>> BEGIN Text provided

Thus, the Legislature’s omission of annuities with the assets listed in the later portion
of §28-22-03.1(3) evidences its intent to exclude from the scope of the section
annuities that are payable to the debtor during the debtor’s lifetime but may not be
payable to the debtor’s beneficiaries upon the debtor’s death.

       Finally, the Legislature specifically dealt with what portion of the proceeds of
a personal injury tort claim a debtor may exempt in another subsection of §28-22-03.
Section 28-22-03.1(4)(b) provides that a debtor may exempt a payment, not to exceed
seven thousand five hundred dollars, on account of personal bodily injury, not
including pain and suffering and actual pecuniary loss.

       A statute that specifically addresses a topic takes precedence over a statute that
generally addresses the same topic. Case Credit Corp. v. Oppegard’s, Inc., 
701 N.W.2d 891
, 896-97 (N.D. 2005). There is no question that the payments under the
Annuity are on account of personal bodily injury to Debtor.4 Thus, §28-22-03.1(4)(b)

>> END Text provided
>> BEGIN Dataset excerpts

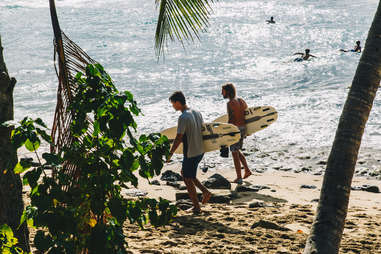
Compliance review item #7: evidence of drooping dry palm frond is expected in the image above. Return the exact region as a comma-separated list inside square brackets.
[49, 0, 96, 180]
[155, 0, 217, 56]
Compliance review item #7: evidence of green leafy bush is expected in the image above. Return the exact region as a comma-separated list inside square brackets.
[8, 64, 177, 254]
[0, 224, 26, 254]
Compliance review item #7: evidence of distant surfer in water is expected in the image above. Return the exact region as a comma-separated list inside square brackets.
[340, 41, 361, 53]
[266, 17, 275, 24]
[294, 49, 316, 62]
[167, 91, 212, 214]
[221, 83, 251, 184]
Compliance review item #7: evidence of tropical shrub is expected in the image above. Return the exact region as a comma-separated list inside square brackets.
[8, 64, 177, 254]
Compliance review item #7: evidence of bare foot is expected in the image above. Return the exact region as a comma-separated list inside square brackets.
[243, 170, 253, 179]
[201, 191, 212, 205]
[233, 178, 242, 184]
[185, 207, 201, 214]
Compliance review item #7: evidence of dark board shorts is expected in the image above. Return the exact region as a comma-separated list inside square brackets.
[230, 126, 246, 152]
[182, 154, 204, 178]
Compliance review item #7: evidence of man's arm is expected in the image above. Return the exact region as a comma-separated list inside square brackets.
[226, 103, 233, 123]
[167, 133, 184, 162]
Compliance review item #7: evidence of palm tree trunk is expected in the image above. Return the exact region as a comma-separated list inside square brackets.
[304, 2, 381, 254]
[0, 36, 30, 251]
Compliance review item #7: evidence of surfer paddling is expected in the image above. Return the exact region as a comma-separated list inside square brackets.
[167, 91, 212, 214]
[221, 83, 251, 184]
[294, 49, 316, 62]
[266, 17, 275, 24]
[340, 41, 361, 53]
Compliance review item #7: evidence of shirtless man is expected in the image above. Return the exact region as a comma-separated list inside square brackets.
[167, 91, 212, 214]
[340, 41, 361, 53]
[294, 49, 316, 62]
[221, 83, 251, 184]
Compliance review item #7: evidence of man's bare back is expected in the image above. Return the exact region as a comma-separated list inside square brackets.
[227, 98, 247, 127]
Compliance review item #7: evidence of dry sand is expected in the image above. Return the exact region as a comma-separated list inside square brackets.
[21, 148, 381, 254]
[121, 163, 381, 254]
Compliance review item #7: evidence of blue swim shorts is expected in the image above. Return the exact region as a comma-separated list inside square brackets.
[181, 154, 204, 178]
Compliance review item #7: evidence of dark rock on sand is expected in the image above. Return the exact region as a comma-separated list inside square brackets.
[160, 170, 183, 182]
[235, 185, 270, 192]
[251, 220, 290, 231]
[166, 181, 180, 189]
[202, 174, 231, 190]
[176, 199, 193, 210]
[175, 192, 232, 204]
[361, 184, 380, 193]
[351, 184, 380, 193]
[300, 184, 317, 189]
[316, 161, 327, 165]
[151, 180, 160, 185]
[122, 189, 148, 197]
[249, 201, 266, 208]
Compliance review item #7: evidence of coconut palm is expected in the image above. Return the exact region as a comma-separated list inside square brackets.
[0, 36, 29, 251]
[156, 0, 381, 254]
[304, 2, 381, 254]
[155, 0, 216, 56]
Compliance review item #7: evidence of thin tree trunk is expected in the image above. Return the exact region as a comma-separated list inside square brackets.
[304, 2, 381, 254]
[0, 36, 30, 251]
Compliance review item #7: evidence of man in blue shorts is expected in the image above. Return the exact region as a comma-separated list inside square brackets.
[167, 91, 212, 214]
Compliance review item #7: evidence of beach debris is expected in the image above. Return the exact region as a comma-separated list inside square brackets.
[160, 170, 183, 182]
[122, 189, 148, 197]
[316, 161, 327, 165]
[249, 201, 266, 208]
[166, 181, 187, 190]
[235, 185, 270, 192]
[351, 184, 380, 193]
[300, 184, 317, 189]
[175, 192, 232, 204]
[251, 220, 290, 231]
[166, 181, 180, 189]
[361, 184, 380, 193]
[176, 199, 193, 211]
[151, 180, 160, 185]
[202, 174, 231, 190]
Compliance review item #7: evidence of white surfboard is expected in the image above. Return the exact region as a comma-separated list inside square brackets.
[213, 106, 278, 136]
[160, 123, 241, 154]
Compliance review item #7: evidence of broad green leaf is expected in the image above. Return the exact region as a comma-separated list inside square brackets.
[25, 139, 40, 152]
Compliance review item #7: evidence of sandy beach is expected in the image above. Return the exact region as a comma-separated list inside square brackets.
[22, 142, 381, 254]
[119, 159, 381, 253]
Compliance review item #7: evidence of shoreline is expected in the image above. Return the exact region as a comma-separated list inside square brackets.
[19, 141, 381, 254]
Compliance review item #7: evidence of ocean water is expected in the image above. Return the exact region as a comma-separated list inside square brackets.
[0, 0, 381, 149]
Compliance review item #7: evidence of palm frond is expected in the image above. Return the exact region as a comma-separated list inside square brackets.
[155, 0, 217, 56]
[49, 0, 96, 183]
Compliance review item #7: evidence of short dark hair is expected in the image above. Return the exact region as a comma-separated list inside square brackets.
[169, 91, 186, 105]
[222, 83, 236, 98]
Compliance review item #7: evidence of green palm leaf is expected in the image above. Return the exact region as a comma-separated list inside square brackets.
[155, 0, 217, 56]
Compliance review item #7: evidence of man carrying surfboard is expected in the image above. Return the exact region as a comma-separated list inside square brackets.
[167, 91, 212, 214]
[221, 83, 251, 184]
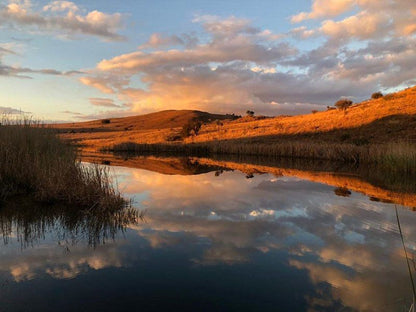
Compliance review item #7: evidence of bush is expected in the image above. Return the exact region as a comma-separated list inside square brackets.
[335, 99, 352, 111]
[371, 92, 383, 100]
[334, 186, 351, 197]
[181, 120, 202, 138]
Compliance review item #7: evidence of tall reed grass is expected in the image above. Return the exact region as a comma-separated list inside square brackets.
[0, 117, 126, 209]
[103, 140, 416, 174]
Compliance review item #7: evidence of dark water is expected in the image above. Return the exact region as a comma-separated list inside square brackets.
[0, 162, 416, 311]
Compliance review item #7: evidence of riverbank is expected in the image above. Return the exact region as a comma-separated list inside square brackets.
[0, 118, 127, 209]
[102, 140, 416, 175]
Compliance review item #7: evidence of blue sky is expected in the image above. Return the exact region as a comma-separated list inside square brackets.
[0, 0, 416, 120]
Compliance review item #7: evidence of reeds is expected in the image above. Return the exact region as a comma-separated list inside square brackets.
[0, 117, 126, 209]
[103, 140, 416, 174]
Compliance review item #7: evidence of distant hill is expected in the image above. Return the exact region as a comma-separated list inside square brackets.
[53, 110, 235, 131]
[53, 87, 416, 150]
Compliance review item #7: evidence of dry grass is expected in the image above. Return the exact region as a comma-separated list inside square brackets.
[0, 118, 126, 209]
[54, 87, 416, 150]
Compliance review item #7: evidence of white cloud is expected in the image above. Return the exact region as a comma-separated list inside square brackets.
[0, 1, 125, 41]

>> END Dataset excerpts
>> BEGIN Dataset excerpts

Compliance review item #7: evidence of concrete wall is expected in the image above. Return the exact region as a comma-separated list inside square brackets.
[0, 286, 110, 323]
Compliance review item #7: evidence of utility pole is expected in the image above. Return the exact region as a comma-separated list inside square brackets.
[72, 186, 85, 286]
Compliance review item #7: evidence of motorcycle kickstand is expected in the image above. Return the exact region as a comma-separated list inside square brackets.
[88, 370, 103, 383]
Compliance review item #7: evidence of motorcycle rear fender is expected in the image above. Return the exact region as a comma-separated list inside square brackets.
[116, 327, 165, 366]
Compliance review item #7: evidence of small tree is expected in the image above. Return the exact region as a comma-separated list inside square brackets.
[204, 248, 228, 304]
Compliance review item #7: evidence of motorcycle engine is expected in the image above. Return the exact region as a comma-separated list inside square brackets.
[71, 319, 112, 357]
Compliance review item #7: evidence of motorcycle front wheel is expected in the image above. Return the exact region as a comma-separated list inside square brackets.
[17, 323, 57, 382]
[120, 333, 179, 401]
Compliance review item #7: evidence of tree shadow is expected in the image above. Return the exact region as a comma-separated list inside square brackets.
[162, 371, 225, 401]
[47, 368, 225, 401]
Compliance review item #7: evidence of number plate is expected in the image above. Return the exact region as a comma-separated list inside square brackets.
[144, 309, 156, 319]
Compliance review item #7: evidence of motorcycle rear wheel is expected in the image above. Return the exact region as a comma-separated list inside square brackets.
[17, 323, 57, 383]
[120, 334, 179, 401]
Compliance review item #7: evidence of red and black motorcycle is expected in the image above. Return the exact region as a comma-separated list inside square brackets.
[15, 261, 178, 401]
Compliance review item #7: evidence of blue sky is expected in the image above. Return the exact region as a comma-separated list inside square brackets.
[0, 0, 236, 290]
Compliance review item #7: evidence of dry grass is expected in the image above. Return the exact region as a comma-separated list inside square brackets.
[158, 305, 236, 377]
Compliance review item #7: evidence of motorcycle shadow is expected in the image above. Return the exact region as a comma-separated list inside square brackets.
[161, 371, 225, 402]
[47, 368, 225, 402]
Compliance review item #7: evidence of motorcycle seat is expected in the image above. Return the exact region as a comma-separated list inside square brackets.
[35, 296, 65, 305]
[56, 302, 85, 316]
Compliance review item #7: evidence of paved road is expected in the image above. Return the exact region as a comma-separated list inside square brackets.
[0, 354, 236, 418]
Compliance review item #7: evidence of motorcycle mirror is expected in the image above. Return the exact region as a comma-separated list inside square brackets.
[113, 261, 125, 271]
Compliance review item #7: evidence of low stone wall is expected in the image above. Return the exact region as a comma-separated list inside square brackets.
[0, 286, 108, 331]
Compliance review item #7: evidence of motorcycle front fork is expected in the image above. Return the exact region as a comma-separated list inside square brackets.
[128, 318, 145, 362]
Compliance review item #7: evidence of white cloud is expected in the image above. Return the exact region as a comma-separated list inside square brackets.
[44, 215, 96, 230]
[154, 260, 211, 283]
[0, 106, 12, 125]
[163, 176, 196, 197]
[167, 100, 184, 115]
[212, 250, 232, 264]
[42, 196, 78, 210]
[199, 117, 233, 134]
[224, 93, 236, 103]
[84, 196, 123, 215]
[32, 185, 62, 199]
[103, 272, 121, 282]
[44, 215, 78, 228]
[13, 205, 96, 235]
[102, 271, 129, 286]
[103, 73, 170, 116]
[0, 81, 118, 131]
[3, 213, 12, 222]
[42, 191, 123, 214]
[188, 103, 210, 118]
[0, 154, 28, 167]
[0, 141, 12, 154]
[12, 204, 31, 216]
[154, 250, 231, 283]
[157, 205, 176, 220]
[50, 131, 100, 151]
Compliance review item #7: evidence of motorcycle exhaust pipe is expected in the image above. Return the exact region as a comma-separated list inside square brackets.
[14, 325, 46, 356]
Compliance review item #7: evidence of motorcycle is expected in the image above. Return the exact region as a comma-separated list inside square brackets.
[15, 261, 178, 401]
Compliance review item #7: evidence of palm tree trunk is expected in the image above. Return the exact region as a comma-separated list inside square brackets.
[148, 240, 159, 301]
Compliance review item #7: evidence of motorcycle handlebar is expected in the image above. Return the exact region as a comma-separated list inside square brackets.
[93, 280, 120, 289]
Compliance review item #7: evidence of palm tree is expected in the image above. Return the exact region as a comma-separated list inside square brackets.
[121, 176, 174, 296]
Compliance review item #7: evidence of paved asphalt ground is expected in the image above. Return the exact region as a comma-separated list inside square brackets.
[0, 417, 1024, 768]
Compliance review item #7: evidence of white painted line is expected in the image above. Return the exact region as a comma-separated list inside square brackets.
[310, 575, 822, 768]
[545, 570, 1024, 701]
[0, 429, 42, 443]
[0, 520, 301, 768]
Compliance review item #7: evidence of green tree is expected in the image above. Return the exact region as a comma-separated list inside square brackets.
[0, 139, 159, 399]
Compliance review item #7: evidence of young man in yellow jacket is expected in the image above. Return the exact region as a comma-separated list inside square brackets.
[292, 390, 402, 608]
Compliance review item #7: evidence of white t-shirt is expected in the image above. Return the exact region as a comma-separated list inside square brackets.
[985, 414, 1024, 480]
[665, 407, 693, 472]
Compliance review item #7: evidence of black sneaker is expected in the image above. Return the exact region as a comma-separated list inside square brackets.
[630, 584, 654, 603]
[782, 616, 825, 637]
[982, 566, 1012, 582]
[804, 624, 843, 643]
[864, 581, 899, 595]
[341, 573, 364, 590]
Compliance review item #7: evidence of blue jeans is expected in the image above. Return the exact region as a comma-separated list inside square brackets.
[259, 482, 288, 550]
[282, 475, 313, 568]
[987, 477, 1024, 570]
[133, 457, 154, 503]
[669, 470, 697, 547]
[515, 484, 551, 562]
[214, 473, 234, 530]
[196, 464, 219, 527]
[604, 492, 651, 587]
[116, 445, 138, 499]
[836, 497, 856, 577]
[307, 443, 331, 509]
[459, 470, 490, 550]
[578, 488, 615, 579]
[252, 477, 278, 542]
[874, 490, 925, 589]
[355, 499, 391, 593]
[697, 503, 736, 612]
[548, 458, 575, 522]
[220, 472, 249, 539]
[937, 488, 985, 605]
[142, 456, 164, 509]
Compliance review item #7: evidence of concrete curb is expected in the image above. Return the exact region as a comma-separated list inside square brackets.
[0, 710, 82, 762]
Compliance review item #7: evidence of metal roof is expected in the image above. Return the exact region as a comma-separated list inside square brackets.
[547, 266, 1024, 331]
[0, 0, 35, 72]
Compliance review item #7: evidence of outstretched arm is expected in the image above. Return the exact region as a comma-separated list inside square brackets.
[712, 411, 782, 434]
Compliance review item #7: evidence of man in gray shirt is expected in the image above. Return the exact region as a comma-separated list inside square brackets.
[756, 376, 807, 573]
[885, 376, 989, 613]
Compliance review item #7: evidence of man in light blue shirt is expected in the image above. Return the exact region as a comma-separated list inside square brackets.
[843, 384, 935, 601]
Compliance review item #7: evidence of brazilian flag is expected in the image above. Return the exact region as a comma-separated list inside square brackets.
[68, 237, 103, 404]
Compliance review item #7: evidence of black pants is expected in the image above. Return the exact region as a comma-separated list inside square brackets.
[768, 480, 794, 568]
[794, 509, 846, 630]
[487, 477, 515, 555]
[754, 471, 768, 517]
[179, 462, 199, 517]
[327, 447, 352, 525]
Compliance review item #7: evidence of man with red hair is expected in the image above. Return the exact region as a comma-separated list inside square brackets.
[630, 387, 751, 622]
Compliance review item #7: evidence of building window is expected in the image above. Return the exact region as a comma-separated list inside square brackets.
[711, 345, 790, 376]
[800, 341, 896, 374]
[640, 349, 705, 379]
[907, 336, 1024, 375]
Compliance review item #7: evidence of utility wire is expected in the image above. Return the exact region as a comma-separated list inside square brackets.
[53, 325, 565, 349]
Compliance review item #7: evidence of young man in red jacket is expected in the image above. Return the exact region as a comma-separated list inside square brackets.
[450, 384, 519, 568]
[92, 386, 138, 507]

>> END Dataset excerpts

Tasks to complete:
1. In the legal excerpt, what is the maximum payment a debtor may exempt under Section 28-22-03.1(4)(b) on account of personal bodily injury?
2. Extract everything in the legal excerpt from "Thus, the Legislature’s" down to "subsection of §28-22-03.".

Answers to the exercises:
1. Seven thousand five hundred dollars.

2.
Thus, the Legislature’s omission of annuities with the assets listed in the later portion
of §28-22-03.1(3) evidences its intent to exclude from the scope of the section
annuities that are payable to the debtor during the debtor’s lifetime but may not be
payable to the debtor’s beneficiaries upon the debtor’s death.

       Finally, the Legislature specifically dealt with what portion of the proceeds of
a personal injury tort claim a debtor may exempt in another subsection of §28-22-03.